-- AIM OF THE EXERCISE --
Would you return the lines from the one that contains "positive clicks: (431, 307)" to the last line of the entries below, exactly and with nothing added?

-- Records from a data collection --
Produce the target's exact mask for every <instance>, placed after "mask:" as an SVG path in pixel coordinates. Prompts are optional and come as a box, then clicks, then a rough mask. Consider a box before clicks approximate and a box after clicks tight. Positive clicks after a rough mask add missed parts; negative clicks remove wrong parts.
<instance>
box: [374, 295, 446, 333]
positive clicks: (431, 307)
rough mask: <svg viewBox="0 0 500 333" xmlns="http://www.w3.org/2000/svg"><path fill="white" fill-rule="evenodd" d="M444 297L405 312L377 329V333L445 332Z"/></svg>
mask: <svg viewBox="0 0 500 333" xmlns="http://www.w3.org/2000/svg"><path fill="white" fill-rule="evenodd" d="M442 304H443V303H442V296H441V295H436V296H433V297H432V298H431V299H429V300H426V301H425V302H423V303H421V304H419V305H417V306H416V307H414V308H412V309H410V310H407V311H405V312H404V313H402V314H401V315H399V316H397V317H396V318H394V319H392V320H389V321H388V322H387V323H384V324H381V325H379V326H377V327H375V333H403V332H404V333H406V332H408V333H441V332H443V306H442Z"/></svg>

-- PROBLEM SOLUTION --
positive clicks: (431, 307)
rough mask: <svg viewBox="0 0 500 333" xmlns="http://www.w3.org/2000/svg"><path fill="white" fill-rule="evenodd" d="M444 297L405 312L377 329V333L445 332Z"/></svg>
mask: <svg viewBox="0 0 500 333" xmlns="http://www.w3.org/2000/svg"><path fill="white" fill-rule="evenodd" d="M442 304H443V303H442V296H441V295H436V296H433V297H432V298H431V299H429V300H426V301H425V302H423V303H421V304H419V305H417V306H416V307H414V308H412V309H410V310H407V311H405V312H404V313H402V314H401V315H399V316H397V317H396V318H394V319H392V320H389V321H388V322H387V323H384V324H381V325H379V326H377V327H375V333H403V332H404V333H406V332H408V333H441V332H443V306H442Z"/></svg>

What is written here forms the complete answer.